• [TASK OBJECTIVE]:
In the text on end-of-life cancer treatment, by how many days on average does Tarceva extend survival for patients with pancreatic cancer?

• [SUPPLIED PASSAGE]:
As Dr. Raza wrote, most new cancer drugs add mere months to a patient’s life at an agonizing physical and financial cost. For example, she noted, the drug Tarceva prolongs survival of those with pancreatic cancer by an average of 12 days at a cost of $26,000 a year, not to mention dreadful side effects.
Still, buying time can be meaningful to many patients, who may use it to get their affairs in order, reconcile with estranged family or friends, and say meaningful goodbyes. A brilliant young woman I knew who died of colon cancer at 31 used the few extra weeks of life treatment likely gave her to finish writing an opera.
But experts who focus on quality of life maintain that it should be up to patients to decide if continued treatment is worth the costs. And not just personal costs but also dollar costs, given that some new therapies cost hundreds of thousands of dollars a year. Furthermore, these experts say, the decision to continue treatment should be based on honest, factual advice, not wishful thinking or pressure from family members.
The decision today is more complicated that in decades past because some modern treatments are less toxic than traditional chemotherapy and because there are now ways to counter, though not necessarily eliminate, the devastating side effects of many treatments. Medical centers, the media and now the internet contribute to treatment dilemmas by touting early promising results of new therapies, giving patients and their families renewed hope for survival.

• [RECORD EXCERPTS]:
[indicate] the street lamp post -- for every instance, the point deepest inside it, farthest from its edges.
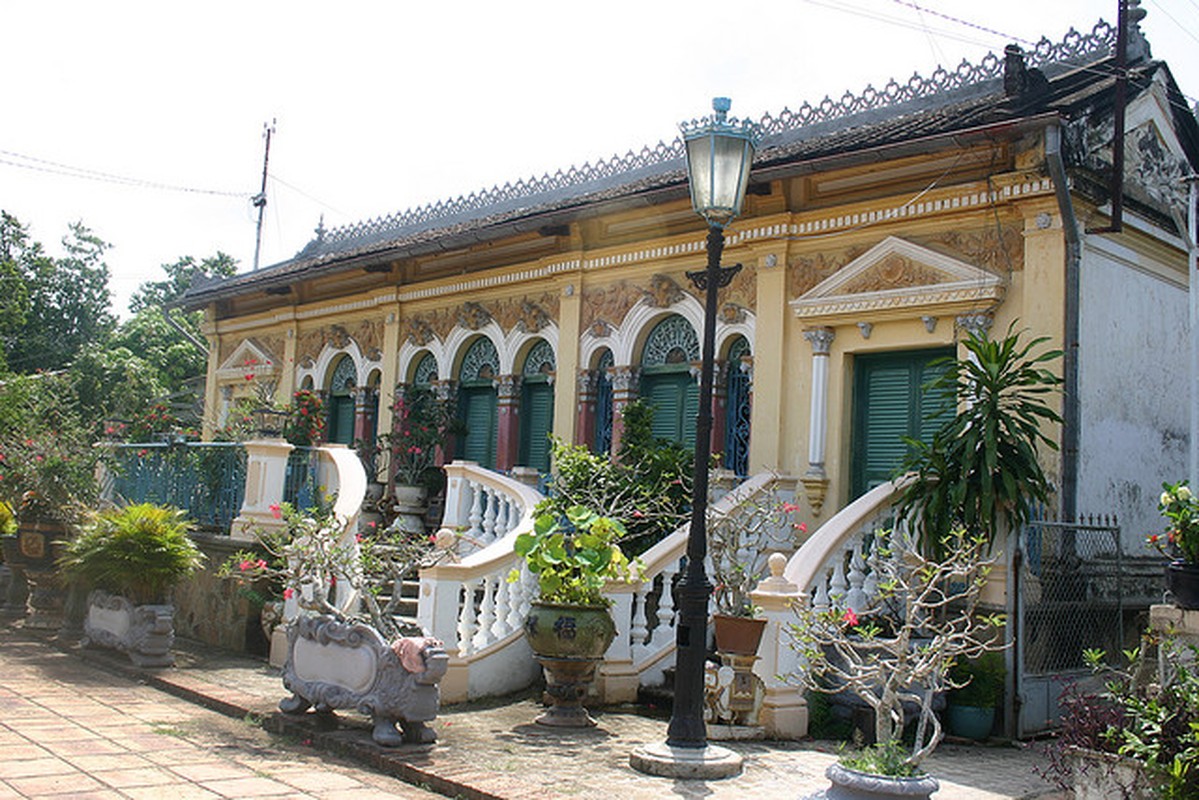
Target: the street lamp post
(719, 154)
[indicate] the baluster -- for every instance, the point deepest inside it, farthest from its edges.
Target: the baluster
(838, 584)
(502, 600)
(820, 602)
(486, 614)
(517, 600)
(468, 620)
(476, 511)
(855, 599)
(639, 630)
(663, 633)
(489, 516)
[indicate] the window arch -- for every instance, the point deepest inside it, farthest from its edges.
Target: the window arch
(477, 402)
(667, 383)
(537, 405)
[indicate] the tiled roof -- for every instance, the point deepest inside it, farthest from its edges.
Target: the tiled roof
(1065, 77)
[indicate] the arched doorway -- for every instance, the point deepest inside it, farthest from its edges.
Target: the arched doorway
(477, 402)
(537, 405)
(667, 383)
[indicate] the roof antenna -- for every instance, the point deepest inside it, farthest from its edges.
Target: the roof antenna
(259, 199)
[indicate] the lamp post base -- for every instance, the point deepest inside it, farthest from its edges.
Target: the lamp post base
(706, 763)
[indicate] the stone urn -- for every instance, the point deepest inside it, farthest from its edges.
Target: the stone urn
(145, 633)
(568, 642)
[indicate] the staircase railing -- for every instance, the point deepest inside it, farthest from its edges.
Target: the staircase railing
(468, 601)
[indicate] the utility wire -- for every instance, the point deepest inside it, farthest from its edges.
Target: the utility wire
(58, 168)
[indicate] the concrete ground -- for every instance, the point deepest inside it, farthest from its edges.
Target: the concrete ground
(484, 750)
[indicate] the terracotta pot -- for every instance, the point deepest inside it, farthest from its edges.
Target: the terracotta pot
(1182, 581)
(737, 635)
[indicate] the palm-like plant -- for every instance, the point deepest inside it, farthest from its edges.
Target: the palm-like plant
(981, 469)
(138, 551)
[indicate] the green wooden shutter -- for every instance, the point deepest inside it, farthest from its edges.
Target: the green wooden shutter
(536, 423)
(477, 409)
(889, 405)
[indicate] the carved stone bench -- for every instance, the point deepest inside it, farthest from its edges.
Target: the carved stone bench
(333, 665)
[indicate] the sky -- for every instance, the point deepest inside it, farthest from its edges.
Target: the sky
(145, 120)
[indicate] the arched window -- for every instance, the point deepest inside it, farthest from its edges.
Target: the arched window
(667, 383)
(476, 402)
(736, 420)
(341, 402)
(601, 441)
(537, 405)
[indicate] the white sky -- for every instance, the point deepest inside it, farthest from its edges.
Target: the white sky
(385, 106)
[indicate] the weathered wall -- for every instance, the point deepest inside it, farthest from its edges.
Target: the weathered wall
(1133, 388)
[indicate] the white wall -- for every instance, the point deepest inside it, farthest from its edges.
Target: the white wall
(1133, 356)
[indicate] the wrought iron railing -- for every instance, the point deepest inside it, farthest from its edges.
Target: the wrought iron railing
(208, 480)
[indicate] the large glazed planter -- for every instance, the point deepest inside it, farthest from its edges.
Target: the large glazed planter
(851, 785)
(568, 642)
(32, 552)
(335, 665)
(143, 632)
(1182, 581)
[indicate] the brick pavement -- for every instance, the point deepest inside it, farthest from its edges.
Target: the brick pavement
(493, 750)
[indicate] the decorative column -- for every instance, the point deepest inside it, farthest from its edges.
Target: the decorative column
(815, 479)
(507, 422)
(624, 391)
(585, 408)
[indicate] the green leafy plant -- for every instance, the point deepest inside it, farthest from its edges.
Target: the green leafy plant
(139, 551)
(981, 469)
(980, 680)
(1180, 507)
(573, 558)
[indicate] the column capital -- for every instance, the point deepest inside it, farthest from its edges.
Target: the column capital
(820, 340)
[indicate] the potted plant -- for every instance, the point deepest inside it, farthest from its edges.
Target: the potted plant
(896, 655)
(570, 626)
(48, 477)
(1138, 735)
(131, 558)
(739, 548)
(971, 705)
(1180, 507)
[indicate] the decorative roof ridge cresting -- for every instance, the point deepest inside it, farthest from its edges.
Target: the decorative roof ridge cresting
(1074, 47)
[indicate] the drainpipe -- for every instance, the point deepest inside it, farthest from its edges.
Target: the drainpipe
(1070, 414)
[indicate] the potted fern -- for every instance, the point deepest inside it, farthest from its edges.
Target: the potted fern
(131, 558)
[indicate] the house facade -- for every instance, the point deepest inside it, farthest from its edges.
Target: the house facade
(877, 230)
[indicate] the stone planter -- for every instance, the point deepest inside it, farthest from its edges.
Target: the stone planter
(335, 665)
(568, 642)
(143, 632)
(851, 785)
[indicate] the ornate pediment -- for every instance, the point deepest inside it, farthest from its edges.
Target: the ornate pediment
(897, 280)
(247, 361)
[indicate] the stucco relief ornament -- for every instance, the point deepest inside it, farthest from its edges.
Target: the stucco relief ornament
(420, 332)
(663, 292)
(473, 316)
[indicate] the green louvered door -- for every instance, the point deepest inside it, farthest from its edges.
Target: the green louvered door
(675, 401)
(536, 422)
(889, 404)
(477, 414)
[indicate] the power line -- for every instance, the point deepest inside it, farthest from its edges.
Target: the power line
(67, 170)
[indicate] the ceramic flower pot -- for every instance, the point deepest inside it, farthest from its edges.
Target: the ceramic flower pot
(1182, 581)
(568, 642)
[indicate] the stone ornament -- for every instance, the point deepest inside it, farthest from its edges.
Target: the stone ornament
(143, 632)
(335, 665)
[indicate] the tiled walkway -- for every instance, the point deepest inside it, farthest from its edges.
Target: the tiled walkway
(62, 705)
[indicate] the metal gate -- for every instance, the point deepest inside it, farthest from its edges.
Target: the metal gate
(1071, 596)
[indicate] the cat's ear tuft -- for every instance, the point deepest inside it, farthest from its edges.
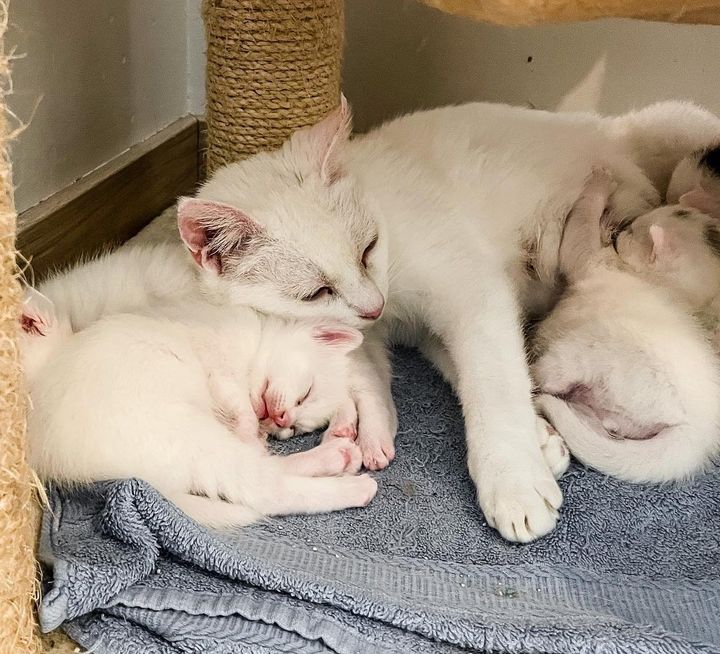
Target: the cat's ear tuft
(702, 200)
(324, 142)
(210, 228)
(339, 336)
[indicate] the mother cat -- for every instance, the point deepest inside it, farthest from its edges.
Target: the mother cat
(442, 227)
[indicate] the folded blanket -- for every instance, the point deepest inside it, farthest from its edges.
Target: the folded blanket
(629, 568)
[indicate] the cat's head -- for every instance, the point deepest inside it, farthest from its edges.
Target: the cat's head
(677, 246)
(287, 233)
(299, 378)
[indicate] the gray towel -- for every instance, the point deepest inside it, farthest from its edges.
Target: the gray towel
(629, 568)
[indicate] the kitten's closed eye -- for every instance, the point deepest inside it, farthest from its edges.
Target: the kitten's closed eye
(368, 250)
(322, 292)
(304, 397)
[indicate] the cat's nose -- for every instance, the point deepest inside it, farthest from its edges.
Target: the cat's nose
(282, 420)
(373, 314)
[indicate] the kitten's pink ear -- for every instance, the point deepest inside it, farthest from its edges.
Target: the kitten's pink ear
(338, 336)
(199, 219)
(325, 140)
(662, 243)
(38, 314)
(702, 200)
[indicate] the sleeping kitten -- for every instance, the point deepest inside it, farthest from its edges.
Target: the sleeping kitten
(174, 398)
(423, 226)
(626, 375)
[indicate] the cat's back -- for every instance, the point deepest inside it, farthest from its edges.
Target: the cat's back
(119, 360)
(615, 320)
(127, 279)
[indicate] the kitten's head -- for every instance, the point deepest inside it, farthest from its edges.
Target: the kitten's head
(299, 378)
(677, 246)
(287, 233)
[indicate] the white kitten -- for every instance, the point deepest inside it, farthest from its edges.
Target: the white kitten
(174, 398)
(431, 219)
(627, 376)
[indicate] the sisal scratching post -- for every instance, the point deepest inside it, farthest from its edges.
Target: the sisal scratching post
(273, 66)
(17, 506)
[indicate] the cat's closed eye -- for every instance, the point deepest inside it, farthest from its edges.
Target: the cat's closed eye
(304, 397)
(322, 292)
(368, 250)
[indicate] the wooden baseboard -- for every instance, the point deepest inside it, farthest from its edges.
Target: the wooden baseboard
(114, 202)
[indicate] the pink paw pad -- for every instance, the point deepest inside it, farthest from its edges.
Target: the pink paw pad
(345, 431)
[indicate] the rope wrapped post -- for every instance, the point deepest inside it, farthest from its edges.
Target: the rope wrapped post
(273, 66)
(18, 510)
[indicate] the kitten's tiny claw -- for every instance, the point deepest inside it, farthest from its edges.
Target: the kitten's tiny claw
(341, 431)
(376, 455)
(553, 447)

• [REPLY]:
By an average of 12 days.